◆ **Given exercise 1**: Which lines of the records below contain the string "ceiling"? Pick out each one and copy it in full, treating uppercase and lowercase as different.

◆ **Text segment**:

Ten Tips To Complete Before the HIPAA Deadline

With fewer than 90 days left before all of the HIPAA revisions begin enforcement, Health Centers should be well on their way to compliance. If you are not, here are a quick dozen things you should get started on:

Do an inventory of your PHI

One of the major problems many facilities have is that they don’t have a good idea of what private information they have. If you already did an inventory and it is more than two years old, do it again. You need to know what information you have, what form it is in, how it is acquired, how it is used, how it is stored, and who has access to it.

Do a risk assessment/gap analysis

HIPAA requires a risk assessment that identifies potential risks and gaps in your system to protect against those risks for HIPAA privacy rules, HIPAA security rules, and non-HIPAA exposures under state laws and professional liability theories. Meaningful use criteria also require a risk assessment. This assessment should include processes and systems, but it should also include risks from your workforce. With workforce errors being high on the list of causes for data breaches, exposure to honest mistakes and intentional violations must be anticipated. Repeat every two years or in the event of a substantial change (such as adopting an EHR) or privacy/security incident.

◆ **Input rows**:
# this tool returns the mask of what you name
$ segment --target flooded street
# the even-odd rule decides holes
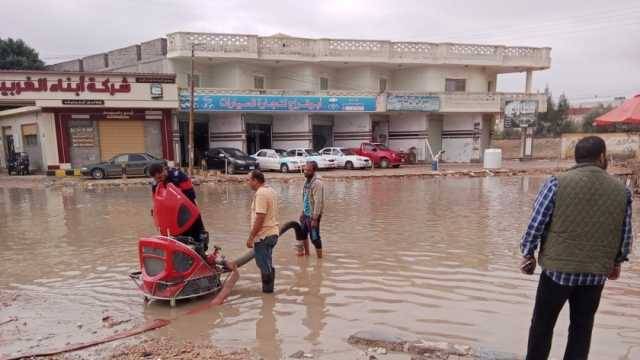
[[[259,273],[250,263],[225,305],[179,317],[144,336],[208,338],[265,359],[298,350],[354,359],[347,337],[383,329],[523,353],[538,277],[517,271],[518,243],[542,181],[327,181],[325,259],[297,258],[294,237],[287,234],[274,255],[275,296],[260,292]],[[273,187],[281,195],[281,223],[297,219],[302,182]],[[196,191],[213,242],[229,257],[241,254],[252,192],[234,184]],[[0,321],[19,319],[0,326],[0,355],[111,334],[101,323],[106,315],[130,320],[122,325],[126,329],[202,303],[145,306],[128,279],[139,266],[137,239],[155,234],[150,206],[146,187],[0,189],[0,289],[17,296],[0,304]],[[637,214],[634,225],[640,229]],[[593,359],[640,358],[639,260],[632,256],[622,279],[605,288]],[[556,326],[555,357],[562,357],[567,326],[564,311]]]

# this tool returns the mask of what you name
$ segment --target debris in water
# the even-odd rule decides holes
[[[7,319],[7,320],[5,320],[3,322],[0,322],[0,325],[5,325],[5,324],[8,324],[8,323],[14,322],[14,321],[18,321],[18,317],[17,316],[9,316],[9,319]]]
[[[292,359],[313,359],[313,354],[308,354],[302,350],[296,351],[293,354],[289,355]]]
[[[130,322],[131,319],[127,319],[127,320],[115,320],[112,316],[107,315],[107,316],[103,316],[102,317],[102,322],[104,323],[104,326],[107,328],[112,328],[114,326],[118,326],[118,325],[122,325],[124,323],[128,323]]]

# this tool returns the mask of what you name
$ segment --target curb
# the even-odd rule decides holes
[[[47,176],[57,176],[57,177],[82,176],[82,173],[80,172],[80,169],[71,169],[71,170],[58,169],[58,170],[47,170]]]

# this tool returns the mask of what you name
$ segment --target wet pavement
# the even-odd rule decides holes
[[[137,239],[154,234],[150,191],[131,188],[0,188],[0,354],[64,347],[155,318],[177,320],[143,335],[248,348],[265,359],[299,350],[354,359],[346,339],[368,329],[407,338],[521,353],[536,277],[517,271],[518,241],[543,178],[375,178],[326,182],[322,236],[327,257],[297,258],[287,234],[274,255],[274,296],[263,296],[253,264],[230,301],[180,316],[145,305],[127,277]],[[300,211],[301,182],[278,182],[282,221]],[[214,242],[244,251],[252,193],[240,184],[197,188]],[[637,224],[637,222],[635,222]],[[637,225],[638,226],[638,225]],[[636,228],[638,228],[636,226]],[[596,319],[592,358],[640,358],[640,265],[610,282]],[[105,326],[102,318],[125,321]],[[561,358],[563,312],[553,355]],[[135,343],[136,339],[126,342]],[[118,344],[81,354],[108,354]],[[391,355],[386,357],[391,358]]]

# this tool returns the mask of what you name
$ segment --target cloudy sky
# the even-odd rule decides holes
[[[47,63],[174,31],[286,33],[552,47],[534,73],[574,102],[640,93],[640,1],[592,0],[51,0],[7,1],[0,38],[22,38]],[[522,91],[521,74],[501,91]]]

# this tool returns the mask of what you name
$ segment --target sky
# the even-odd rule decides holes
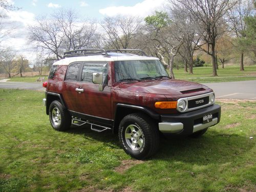
[[[11,36],[1,42],[29,60],[35,58],[28,44],[27,27],[36,24],[36,19],[49,15],[59,9],[73,9],[82,17],[100,22],[105,16],[116,15],[145,17],[162,9],[167,0],[7,0],[18,10],[6,12],[4,22],[12,29]]]

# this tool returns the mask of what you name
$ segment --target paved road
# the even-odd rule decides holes
[[[256,99],[256,80],[204,83],[219,99]]]
[[[256,80],[204,83],[213,89],[217,98],[256,99]],[[1,82],[0,88],[45,91],[41,82]]]
[[[0,88],[45,91],[42,82],[0,82]]]

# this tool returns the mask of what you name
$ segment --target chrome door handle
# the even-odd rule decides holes
[[[78,92],[78,93],[81,93],[83,92],[83,89],[76,88],[76,91]]]

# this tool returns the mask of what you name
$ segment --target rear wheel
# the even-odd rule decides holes
[[[70,128],[71,116],[58,100],[53,101],[50,105],[49,118],[52,127],[56,131],[63,131]]]
[[[137,159],[150,157],[159,147],[159,132],[144,115],[135,113],[124,117],[120,123],[118,136],[124,151]]]
[[[198,137],[200,137],[202,136],[203,134],[206,132],[207,131],[208,128],[205,129],[204,130],[199,131],[197,132],[193,133],[192,135],[189,135],[189,137],[194,138],[197,138]]]

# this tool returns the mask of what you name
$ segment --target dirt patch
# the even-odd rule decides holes
[[[247,119],[256,119],[256,115],[254,114],[249,114],[246,116]]]
[[[88,173],[84,173],[80,175],[79,179],[82,181],[87,180],[90,174]]]
[[[97,189],[95,187],[90,186],[76,191],[76,192],[113,192],[113,189]],[[126,191],[125,191],[126,192]]]
[[[241,125],[241,123],[239,123],[239,122],[229,124],[226,125],[225,126],[224,129],[234,128],[234,127],[236,127],[236,126],[239,126],[240,125]]]
[[[253,101],[249,99],[216,99],[216,101],[221,102],[225,103],[237,104],[239,102],[247,102]]]
[[[10,174],[0,173],[0,179],[8,179],[10,178],[11,178],[11,175],[10,175]]]
[[[132,188],[130,187],[127,187],[123,189],[121,191],[122,192],[133,192],[133,190],[132,190]]]
[[[123,173],[126,170],[135,165],[143,163],[143,161],[134,160],[125,160],[122,161],[121,164],[115,168],[115,171],[119,173]]]

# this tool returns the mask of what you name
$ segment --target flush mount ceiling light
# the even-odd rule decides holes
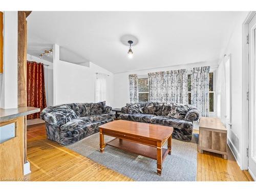
[[[52,54],[53,52],[53,49],[51,49],[49,50],[45,50],[44,53],[41,53],[39,56],[40,56],[40,58],[41,58],[44,55],[47,55],[49,56],[50,54]]]
[[[133,44],[133,41],[131,40],[129,40],[128,41],[128,43],[130,44],[130,48],[129,48],[129,50],[128,51],[128,52],[127,53],[128,53],[128,57],[129,58],[132,58],[133,52],[133,50],[132,50],[131,45]]]
[[[138,44],[139,42],[138,38],[134,35],[125,34],[120,37],[120,40],[122,44],[125,46],[129,46],[129,49],[127,53],[128,53],[128,57],[129,58],[132,58],[133,52],[134,52],[134,46]],[[132,50],[132,45],[133,46],[133,50]]]

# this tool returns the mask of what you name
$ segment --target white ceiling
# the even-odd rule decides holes
[[[37,12],[28,18],[28,53],[54,44],[60,59],[116,73],[218,59],[241,12]],[[127,57],[120,38],[138,42]],[[45,59],[52,61],[52,58]]]

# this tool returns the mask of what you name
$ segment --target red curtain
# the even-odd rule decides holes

◆ **Given exercise 2**: Take the text on HIPAA deadline tips further, picking up right after its last sentence above.

◆ **Task answer 1**:
$ segment --target flush mount ceiling light
$ segment --target white ceiling

◆ **Task answer 2**:
Prepare a risk management plan

Risk management is an important part of the “Redeeming” application. It is the part where the Board has considered the risk assessment and decided what process the CHC will follow to address the risks and gaps. In the event of an audit or investigation, the OCR will want evidence of leadership involvement, a written plan, and effective implementation.

Prepare or update your policies and procedures

Policies and procedures need to be reviewed at least annually and every time CMS alters the HIPAA rules or issues an interpretation. They need to be kept current and carefully coordinated to prevent gaps and inconsistencies. The policies should address privacy, breach, and security, as well as training, monitoring, and discipline. They should be created by and for your facility. Purchased templates have definite flaws: 1) One size never fits anyone; 2) You are not invested in their creation; 3) They sit on the shelf and are never reviewed; 4) …And they never are followed closely enough to avoid violations.

Have a policy on data retention and follow it. Systematically destroy documents that you no longer need. More data means more potential liability.

Have a policy on litigation holds. This becomes much more difficult when you go to EHR, so talk to your vendor, your gap insurance risk management folks, FTCA consultants, and/or your cyber-insurance carrier about what they can suggest for your current records system.

Have a policy on criminal background checks. Do them on everyone.

Have policies on physical security, portable media, taking records out of the office, remote access, BYOD, laps tops, cell phones, social media, etc.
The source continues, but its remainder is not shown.